Count the lines in the listing below that contain the string "bounding", treating uppercase and lowercase as different, and reply with the number alone.

* Begin *

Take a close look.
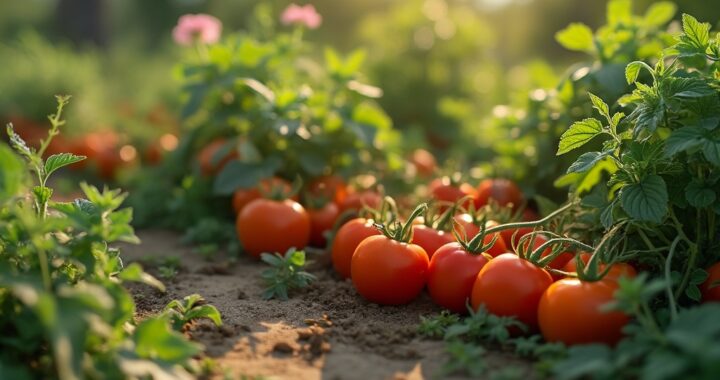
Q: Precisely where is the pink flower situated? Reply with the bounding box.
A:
[280,4,322,29]
[173,14,222,45]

* End *

Response for this exercise — 1